## EXERCISE DESCRIPTION
Could you copy out the entries below, replacing "pixel coords per instance" with "pixel coordinates for each instance" wherever it occurs, keeping everything else unchanged and leaving out the pictures?
........
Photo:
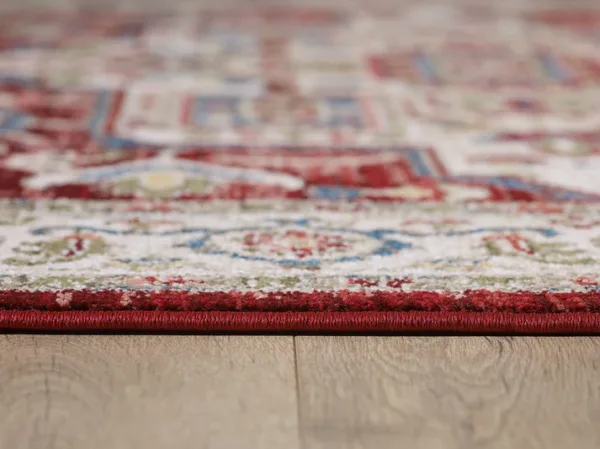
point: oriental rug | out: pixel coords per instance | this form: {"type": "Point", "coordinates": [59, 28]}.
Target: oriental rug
{"type": "Point", "coordinates": [358, 166]}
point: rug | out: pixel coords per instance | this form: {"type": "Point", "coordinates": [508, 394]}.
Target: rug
{"type": "Point", "coordinates": [332, 166]}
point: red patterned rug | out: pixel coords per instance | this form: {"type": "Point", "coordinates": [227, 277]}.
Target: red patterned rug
{"type": "Point", "coordinates": [358, 166]}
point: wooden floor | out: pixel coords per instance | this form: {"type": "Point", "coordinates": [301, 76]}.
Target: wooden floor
{"type": "Point", "coordinates": [260, 392]}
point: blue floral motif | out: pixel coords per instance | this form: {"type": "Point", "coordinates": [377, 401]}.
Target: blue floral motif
{"type": "Point", "coordinates": [321, 243]}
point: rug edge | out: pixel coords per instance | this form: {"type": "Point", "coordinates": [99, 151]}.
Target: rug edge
{"type": "Point", "coordinates": [300, 322]}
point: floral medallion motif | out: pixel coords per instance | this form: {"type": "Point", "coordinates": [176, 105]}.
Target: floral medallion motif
{"type": "Point", "coordinates": [300, 244]}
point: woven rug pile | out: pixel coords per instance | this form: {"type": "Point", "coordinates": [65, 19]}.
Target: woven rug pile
{"type": "Point", "coordinates": [328, 166]}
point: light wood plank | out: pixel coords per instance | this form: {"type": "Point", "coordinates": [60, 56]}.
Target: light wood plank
{"type": "Point", "coordinates": [147, 392]}
{"type": "Point", "coordinates": [449, 392]}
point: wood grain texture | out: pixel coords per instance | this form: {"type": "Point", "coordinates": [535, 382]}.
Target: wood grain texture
{"type": "Point", "coordinates": [449, 392]}
{"type": "Point", "coordinates": [147, 392]}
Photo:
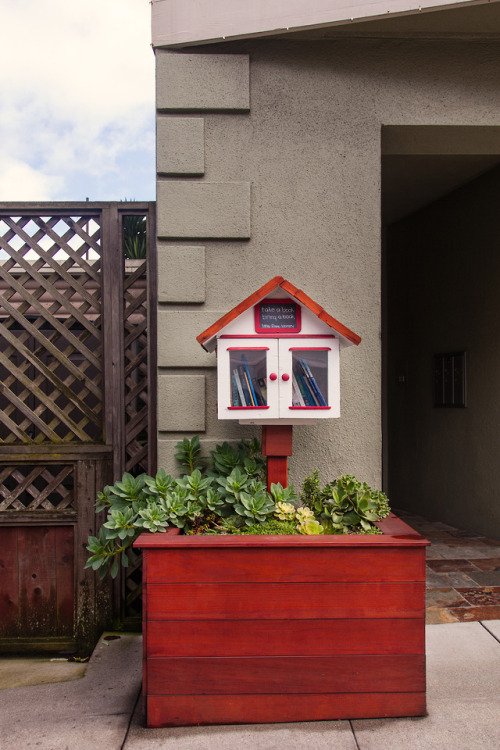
........
## CORRECT RESULT
Photo:
point: oriental rug | out: pixel coordinates for each instance | this form: {"type": "Point", "coordinates": [59, 28]}.
Target: oriental rug
{"type": "Point", "coordinates": [358, 166]}
point: rug | out: pixel coordinates for each instance | this form: {"type": "Point", "coordinates": [508, 394]}.
Target: rug
{"type": "Point", "coordinates": [332, 166]}
point: red patterned rug | out: pixel coordinates for each instance | this form: {"type": "Point", "coordinates": [227, 277]}.
Target: red patterned rug
{"type": "Point", "coordinates": [358, 166]}
point: wooden floor | out: pixel coordinates for each instance | this form: {"type": "Point", "coordinates": [301, 76]}.
Target: wooden floor
{"type": "Point", "coordinates": [260, 392]}
point: blue floral motif | out: pixel coordinates for each instance | this form: {"type": "Point", "coordinates": [377, 401]}.
Target: blue floral motif
{"type": "Point", "coordinates": [321, 243]}
point: rug edge | out: pixel coordinates for each instance | this form: {"type": "Point", "coordinates": [99, 151]}.
Target: rug edge
{"type": "Point", "coordinates": [300, 322]}
point: floral medallion motif | out: pixel coordinates for each instance | this form: {"type": "Point", "coordinates": [176, 105]}.
Target: floral medallion motif
{"type": "Point", "coordinates": [300, 244]}
point: woven rug pile | out: pixel coordinates for each instance | this form: {"type": "Point", "coordinates": [65, 19]}.
Target: woven rug pile
{"type": "Point", "coordinates": [328, 166]}
point: light wood plank | out: pixel coordinates for each instance | this form: {"type": "Point", "coordinates": [60, 56]}.
Target: light wood plank
{"type": "Point", "coordinates": [147, 392]}
{"type": "Point", "coordinates": [449, 392]}
point: wood grain texture | out: pixel coordinates for each instance | this form: {"type": "Point", "coordinates": [535, 382]}.
Target: wood grain texture
{"type": "Point", "coordinates": [449, 392]}
{"type": "Point", "coordinates": [147, 392]}
Photo:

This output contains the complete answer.